-- START Text --

The Feast of the Rose Garlands is now the focus of an important exhibition (21 June - 1 October 2006) and a superb catalogue curated by Olga Kotková. This celebrates the 500th anniversary of the painting's completion and the 400th anniversary of its arrival in Prague. Although the past literature on the altarpiece is extensive, this catalogue offers the most thorough discussion, one filled with new insights and archival discoveries. The catalogue has four basic sections: Venice 1506-1606, the Prague Castle 1606-1782, the Strahov Monastery 1793-1934, and the State Collection 1934-2006.

Isolde Lübbeke's "Dürer's Visualization of an Imagined Community" provides an excellent recounting of the painting's commission, iconography, and artistic sources. Maybe because this is the best known chapter in the painting's history, I found some of the author's observations to be overly speculative. Lübbeke does not question the largely unsupported identifications of the various figures portrayed in the picture. Neither does she entertain that it might have been a group representing the brotherhood rather than a single individual (a Fugger?) who commissioned the painting. If Dürer used the studio of Cima da Conegliano, it is surprising that his extant letters to Pirckheimer make no mention of this. Lübbeke assumes too that Dürer had the commission before coming to Venice and that he brought along a portrait of Emperor Maximilian. The prototype for this is an Italian, not a German, profile portrait; see catalogue number I./4. Finally, Lübbeke emphasizes the importance of Stefan Lochner's Adoration of the Magi (Cologne, Cathedral) as a direct source for Dürer; however, there is no firm evidence that the Nuremberg artist saw this painting before 1520.

Stefan Bartilla's "The Brotherhood of the Rosary from Its Origins to Dürer's Time" offers a stimulating examination of the rise of the rosary devotion and the sudden emergence in brotherhoods across the Holy Roman Empire and in Italy. Venice's confraternity was established in 1480. Ludomίr Konečný's "Catching an Absent Fly" explores the illusionistic fly that Dürer once painted on the Virgin Mary's robe. This now lost trompe-l'oeil fly, however, does reappear whimsically printed on various pages of the catalogue. Konečný discusses the classical roots of artists mimicking nature as proof of their pictorial skills plus the diverse meanings that the fly's inclusion might have had for Dürer's contemporaries.

Andrew John Martin's essay on Dürer's altarpiece in the church of San Bartolomeo di Rialto from 1506 to 1606 is especially informative. He addresses the sixteenth century reception of Dürer's painting, which stood in the German chapel just to the right of the high altar. The earliest Italian source of 1548/49 refers to Dürer's painting as one of the artistic highlights of Venice along with the horses of San Marco and pictures by Giorgione and Titian. Using the unpublished register book of the Scuola dei Tedeschi, Martin recounts the painting's sale to Rudolf II in 1606. The picture's poor condition, that included paint peeling off the panel, may have encouraged the brotherhood's decision to sell it. To prevent further damage, the altarpiece was carried by porters, rather than carted, to Prague. Martin includes a documentary appendix (64-67).

-- END Text --

__Problems to work on__.
[1] From the review of the Rose Garlands catalogue, list the catalogue's basic sections with their date ranges.
[2] According to the catalogue review, how was the altarpiece moved to Prague to prevent further damage?
[3] Carry the review of the Rose Garlands catalogue further, starting after its last sentence.

-- START Record extracts --

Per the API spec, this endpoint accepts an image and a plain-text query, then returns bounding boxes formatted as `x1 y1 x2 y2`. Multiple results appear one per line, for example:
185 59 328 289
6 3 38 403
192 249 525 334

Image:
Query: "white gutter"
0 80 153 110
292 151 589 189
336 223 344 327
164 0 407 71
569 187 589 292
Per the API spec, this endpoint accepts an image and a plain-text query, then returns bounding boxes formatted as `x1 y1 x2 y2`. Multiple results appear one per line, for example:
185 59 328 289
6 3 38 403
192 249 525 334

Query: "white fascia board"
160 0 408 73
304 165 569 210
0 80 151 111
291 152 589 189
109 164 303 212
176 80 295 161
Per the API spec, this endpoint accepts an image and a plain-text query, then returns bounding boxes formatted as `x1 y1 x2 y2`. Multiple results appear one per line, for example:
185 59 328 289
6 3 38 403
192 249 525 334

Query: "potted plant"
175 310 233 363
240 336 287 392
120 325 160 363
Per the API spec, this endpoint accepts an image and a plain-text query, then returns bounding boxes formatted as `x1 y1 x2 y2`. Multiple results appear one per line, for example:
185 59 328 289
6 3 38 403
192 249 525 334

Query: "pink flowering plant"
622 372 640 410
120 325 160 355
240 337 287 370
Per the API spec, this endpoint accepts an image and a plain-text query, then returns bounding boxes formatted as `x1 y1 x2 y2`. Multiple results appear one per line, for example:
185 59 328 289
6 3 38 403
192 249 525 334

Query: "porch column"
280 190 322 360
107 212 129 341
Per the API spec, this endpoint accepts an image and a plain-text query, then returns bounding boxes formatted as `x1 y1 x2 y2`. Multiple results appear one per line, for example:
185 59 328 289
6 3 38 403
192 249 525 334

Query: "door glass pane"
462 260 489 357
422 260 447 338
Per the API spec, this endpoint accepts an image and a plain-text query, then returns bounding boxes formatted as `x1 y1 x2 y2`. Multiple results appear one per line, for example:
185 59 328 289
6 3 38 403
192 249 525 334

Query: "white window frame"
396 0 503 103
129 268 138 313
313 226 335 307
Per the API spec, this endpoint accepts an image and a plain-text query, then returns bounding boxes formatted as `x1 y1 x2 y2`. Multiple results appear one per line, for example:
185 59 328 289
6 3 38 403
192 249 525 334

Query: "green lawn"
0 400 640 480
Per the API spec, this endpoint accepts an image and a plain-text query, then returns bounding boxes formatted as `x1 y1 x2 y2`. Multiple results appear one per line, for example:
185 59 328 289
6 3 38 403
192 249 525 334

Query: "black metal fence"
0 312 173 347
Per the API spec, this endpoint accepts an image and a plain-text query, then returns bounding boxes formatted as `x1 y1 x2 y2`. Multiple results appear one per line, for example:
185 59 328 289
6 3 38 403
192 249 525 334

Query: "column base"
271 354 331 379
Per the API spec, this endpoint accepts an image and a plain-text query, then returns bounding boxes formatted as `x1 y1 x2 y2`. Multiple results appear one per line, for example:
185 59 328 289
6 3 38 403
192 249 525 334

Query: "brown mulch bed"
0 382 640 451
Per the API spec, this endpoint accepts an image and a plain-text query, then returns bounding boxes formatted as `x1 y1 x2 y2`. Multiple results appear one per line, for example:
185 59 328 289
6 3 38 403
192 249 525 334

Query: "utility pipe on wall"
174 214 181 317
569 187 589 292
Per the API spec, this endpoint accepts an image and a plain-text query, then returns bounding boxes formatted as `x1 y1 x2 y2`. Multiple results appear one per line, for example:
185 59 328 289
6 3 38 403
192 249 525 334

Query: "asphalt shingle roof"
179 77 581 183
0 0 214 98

-- END Record extracts --

__Final answers__.
[1]
- Venice 1506-1606
- the Prague Castle 1606-1782
- the Strahov Monastery 1793-1934
- the State Collection 1934-2006

[2] It was carried by porters rather than carted.

[3]
Kotková's "The Feast of the Rose Garlands in the Imperial Collections in Prague: 1606-1782" discusses Rudolf II's efforts to collect Dürer's art and its influence upon the artists that the emperor had lured to Prague. Described in the 1621 castle inventory as a "fairly good Marian painting" (125), this suggests that its condition was far from perfect. The major damage to the center of the painting has been attributed to its handling and removal from Prague before the arrival of Swedish troops in 1631 and 1648-49. Kotková carefully re-examines the evidence, which is inconclusive.

Far less familiar is the painting's fate between 1793 and 1934 when it belonged to Prague's Strahov Monastery. Although Evermod Gejza Šidlovský laments the monastery's poorly catalogued archives, he presents a rich, document-based sketch of the altar's acquisition, its subsequent inclusion in Abbot Jeroným Joseph Zeidler's Picture Gallery, established in 1835/36, and new financial information about the costs of the picture's restoration. Vίt Vlnas' "The Romantic Cult of Albrecht Dürer, and the Fleeting Fame of the Feast of the Rose Garlands in the 19th Century" recounts the now familiar portrayals of Dürer as the exemplary Medieval Christian artist by the Nazarenes. Czech artists were far more dispassionate in their celebration of Dürer than their peers in Munich.

The altarpiece's near ruinous state prompted Abbot Zeidler to commission its restoration between 1839 and 1841 by the painter Johann Gruss the Elder (1790-1855). This intervention permanently altered the picture's appearance since Gruss repainted much of the Virgin Mary, the Christ Child, the pope's face, and that of the seated lute playing angel. (See 90-91 for photographs indicating the changes.) Oldřich Doskočil's essay presents a biographical sketch of Gruss and the religious underpinnings of his art. Of particular utility is Kotková's essay on the restoration. This includes a consideration of earlier copies, including Václav Mánes drawing of 1823 (Prague, Academy of Fine Arts; catalogue number III./1), which shows the faces prior to the rather Romantic expressions added by Gruss. As Kotková notes, Gruss' contemporaries were very critical of the restoration.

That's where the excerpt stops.